Our original purpose in writing this book was to provide a text for the undergraduate

linear algebra course at the Massachusetts Institute of Technology. This

course was designed for mathematics majors at the junior level, although threefourths

of the students were drawn from other scientific and technological disciplines

and ranged from freshmen through graduate students. This description of the

M.I.T. audience for the text remains generally accurate today. The ten years since

the first edition have seen the proliferation of linear algebra courses throughout

the country and have afforded one of the authors the opportunity to teach the

basic material to a variety of groups at Brandeis University, Washington University

(St. Louis), and the University of California (Irvine).

Our principal aim in revising Linear Algebra has been to increase the variety

of courses which can easily be taught from it. On one hand, we have structured the

chapters, especially the more difficult ones, so that there are several natural stopping

points along the way, allowing the instructor in a one-quarter or one-semester

course to exercise a considerable amount of choice in the subject matter. On the

other hand, we have increased the amount of material in the text, so that it can be

used for a rather comprehensive one-year course in linear algebra and even as a

reference book for mathematicians.

The major changes have been in our treatments of canonical forms and inner

product spaces. In Chapter 6 we no longer begin with the general spatial theory

which underlies the theory of canonical forms. We first handle characteristic values

in relation to triangulation and diagonalization theorems and then build our way

up to the general theory. We have split Chapter 8 so that the basic material on

inner product spaces and unitary diagonalization is followed by a Chapter 9 which

treats sesqui-linear forms and the more sophisticated properties of normal operators,

including normal operators on real inner product spaces.

We have also made a number of small changes and improvements from the

first edition. But the basic philosophy behind the text is unchanged.

We have made no particular concession to the fact that the majority of the

students may not be primarily interested in mathematics. For we believe a mathematics

course should not give science, engineering, or social science students a

hodgepodge of techniques, but should provide them with an understanding of

basic mathematical concepts.

* PROVIDED RECORDS *
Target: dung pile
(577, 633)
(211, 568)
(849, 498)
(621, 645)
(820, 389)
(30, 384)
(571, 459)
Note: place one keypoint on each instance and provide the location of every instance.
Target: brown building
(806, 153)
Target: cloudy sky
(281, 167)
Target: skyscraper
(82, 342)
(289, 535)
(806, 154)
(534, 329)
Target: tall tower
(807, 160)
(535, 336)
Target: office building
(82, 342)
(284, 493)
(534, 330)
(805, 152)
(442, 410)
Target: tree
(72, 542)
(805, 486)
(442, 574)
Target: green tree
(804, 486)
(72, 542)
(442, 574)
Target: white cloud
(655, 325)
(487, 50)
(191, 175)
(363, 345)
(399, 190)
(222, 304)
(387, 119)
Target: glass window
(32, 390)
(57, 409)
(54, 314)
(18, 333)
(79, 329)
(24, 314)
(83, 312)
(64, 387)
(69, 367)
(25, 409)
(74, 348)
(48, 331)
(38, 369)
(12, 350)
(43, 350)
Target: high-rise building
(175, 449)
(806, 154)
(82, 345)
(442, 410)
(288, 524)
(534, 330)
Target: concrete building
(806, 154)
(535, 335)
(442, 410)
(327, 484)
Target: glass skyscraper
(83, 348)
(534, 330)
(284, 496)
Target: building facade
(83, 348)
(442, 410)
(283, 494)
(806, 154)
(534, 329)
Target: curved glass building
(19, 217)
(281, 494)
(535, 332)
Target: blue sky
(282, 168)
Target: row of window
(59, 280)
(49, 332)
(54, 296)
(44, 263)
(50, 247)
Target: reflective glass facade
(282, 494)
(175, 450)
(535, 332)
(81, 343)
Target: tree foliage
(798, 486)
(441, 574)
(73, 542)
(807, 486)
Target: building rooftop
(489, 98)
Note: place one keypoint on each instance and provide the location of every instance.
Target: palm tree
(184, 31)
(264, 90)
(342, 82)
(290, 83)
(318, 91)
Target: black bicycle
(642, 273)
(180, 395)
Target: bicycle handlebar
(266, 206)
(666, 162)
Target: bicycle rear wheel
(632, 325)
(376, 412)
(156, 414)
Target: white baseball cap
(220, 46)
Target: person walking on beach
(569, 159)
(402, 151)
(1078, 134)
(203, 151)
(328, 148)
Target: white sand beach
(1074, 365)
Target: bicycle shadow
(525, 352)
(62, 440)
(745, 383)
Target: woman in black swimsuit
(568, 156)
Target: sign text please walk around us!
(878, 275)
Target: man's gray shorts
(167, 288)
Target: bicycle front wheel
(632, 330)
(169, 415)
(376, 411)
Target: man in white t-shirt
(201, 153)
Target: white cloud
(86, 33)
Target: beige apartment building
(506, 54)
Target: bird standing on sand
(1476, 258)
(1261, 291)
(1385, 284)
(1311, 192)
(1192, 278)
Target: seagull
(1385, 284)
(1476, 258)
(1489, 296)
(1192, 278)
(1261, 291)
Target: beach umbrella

* INSTRUCTIONS *
(1) Summarize the linear algebra preface in two sentences.
(2) Carry the linear algebra preface forward from its last sentence, keeping its voice.

* THE ANSWERS *
(1) The book was first written for the undergraduate linear algebra course at M.I.T., and the revision's main aim is to widen the range of courses it can serve, from one-term courses with natural stopping points to a comprehensive one-year course and a reference for mathematicians. The largest changes are in the treatment of canonical forms and inner product spaces, with Chapter 6 reordered and Chapter 8 split to add a Chapter 9, while the basic philosophy of giving students an understanding of mathematical concepts rather than a hodgepodge of techniques is unchanged.

(2)
. . .

On the other hand, we have been keenly aware of the wide range of backgrounds

which the students may possess and, in particular, of the fact that the

students have had very little experience with abstract mathematical reasoning.

For this reason, we have avoided the introduction of too many abstract ideas at

the very beginning of the book. In addition, we have included an Appendix which

presents such basic ideas as set, function, and equivalence relation. We have found

it most profitable not to dwell on these ideas independently, but to advise the

students to read the Appendix when these ideas arise.

Throughout the book we have included a great variety of examples of the

important concepts which occur. The study of such examples is of fundamental

importance and tends to minimize the number of students who can repeat definition,

theorem, proof in logical order without grasping the meaning of the abstract

concepts. The book also contains a wide variety of graded exercises (about six

hundred), ranging from routine applications to ones which will extend the very

best students. These exercises are intended to be an important part of the text.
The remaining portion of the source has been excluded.